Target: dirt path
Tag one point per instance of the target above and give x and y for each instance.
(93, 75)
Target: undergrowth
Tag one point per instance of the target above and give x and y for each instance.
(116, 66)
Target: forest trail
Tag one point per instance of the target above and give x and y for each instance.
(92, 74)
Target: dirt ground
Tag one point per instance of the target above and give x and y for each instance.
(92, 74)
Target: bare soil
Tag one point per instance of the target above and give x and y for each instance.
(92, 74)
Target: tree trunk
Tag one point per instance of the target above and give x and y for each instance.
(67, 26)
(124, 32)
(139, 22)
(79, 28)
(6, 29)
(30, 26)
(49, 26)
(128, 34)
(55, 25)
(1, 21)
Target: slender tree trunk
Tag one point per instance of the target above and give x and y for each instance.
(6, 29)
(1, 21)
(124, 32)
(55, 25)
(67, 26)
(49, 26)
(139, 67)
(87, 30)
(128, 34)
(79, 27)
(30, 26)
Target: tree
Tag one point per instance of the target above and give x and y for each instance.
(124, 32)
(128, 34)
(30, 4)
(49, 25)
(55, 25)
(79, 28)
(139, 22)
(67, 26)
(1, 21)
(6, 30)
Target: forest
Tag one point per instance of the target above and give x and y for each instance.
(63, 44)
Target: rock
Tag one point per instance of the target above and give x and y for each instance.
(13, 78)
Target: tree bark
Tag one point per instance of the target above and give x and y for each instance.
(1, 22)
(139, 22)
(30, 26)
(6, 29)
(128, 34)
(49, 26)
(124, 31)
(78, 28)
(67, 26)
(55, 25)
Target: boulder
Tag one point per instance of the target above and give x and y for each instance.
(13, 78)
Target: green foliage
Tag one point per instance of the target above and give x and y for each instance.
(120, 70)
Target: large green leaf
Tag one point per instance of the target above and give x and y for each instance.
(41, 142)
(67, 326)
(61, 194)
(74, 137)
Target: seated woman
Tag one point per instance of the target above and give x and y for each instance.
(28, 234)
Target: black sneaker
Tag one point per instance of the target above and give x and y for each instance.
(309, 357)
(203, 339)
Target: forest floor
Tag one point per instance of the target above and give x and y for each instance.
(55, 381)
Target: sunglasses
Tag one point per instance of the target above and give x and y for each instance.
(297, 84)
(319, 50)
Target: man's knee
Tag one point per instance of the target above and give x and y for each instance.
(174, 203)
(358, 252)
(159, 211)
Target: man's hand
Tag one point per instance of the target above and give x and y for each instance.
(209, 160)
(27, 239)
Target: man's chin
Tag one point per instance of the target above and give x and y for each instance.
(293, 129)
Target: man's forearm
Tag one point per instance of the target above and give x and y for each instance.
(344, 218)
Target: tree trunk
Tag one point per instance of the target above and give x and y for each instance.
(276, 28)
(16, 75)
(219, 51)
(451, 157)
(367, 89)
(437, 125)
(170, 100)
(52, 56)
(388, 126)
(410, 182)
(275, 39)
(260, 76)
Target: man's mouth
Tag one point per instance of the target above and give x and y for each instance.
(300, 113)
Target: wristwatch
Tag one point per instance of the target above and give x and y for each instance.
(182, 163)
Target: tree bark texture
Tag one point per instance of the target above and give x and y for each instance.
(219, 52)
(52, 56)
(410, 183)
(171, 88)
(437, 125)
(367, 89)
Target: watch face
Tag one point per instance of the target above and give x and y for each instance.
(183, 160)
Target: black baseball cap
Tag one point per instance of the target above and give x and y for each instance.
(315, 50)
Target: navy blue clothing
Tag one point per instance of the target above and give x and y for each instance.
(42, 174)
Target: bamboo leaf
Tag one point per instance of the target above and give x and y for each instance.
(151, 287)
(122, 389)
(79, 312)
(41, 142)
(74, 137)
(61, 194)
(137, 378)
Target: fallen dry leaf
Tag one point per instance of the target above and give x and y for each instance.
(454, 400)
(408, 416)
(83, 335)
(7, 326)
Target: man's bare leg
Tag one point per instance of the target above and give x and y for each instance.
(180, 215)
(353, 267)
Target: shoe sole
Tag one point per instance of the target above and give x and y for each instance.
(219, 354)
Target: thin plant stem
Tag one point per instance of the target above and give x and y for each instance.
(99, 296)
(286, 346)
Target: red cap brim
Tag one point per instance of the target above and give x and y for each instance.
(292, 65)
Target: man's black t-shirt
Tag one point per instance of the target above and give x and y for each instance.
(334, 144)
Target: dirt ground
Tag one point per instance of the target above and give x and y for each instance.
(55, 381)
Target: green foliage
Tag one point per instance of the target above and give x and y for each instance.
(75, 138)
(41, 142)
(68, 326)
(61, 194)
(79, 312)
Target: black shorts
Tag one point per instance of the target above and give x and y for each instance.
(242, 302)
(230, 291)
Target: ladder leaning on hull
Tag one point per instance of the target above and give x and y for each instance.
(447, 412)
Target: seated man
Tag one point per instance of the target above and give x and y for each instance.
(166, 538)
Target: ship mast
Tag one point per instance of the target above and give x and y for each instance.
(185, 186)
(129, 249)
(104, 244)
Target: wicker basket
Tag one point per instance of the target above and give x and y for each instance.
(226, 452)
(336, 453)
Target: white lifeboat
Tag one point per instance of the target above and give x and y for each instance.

_____

- **Exercise instructions**:
Nothing but the lines above from the one containing "Target: bamboo leaf" through the one containing "Target: black shorts" should appear in the answer, each repeated exactly.

- **Response box**:
Target: bamboo leaf
Tag one point per instance of the target above and give x and y for each instance.
(151, 287)
(122, 389)
(79, 312)
(41, 142)
(74, 137)
(61, 194)
(137, 378)
Target: fallen dry leaf
Tag one point per instance of the target above and give x and y for each instance.
(454, 400)
(408, 416)
(83, 335)
(7, 326)
Target: man's bare leg
Tag one point per instance of the target above and give x and y for each instance.
(180, 215)
(353, 267)
Target: shoe sole
Tag one point per instance of the target above and give x and y for each instance.
(219, 354)
Target: thin plant stem
Tag one point per instance of the target above and give x and y for each instance.
(99, 296)
(286, 346)
Target: red cap brim
Tag one point per instance of the target above and give x and y for each instance.
(292, 65)
Target: man's black t-shirt
Tag one point per instance of the target above and give x and y for each instance.
(334, 144)
Target: dirt ground
Tag one point per instance of the target above and give x and y for each instance.
(55, 381)
Target: green foliage
Tag one point per instance of the target above and give x and y for each instance.
(75, 138)
(41, 142)
(68, 326)
(61, 194)
(79, 312)
Target: black shorts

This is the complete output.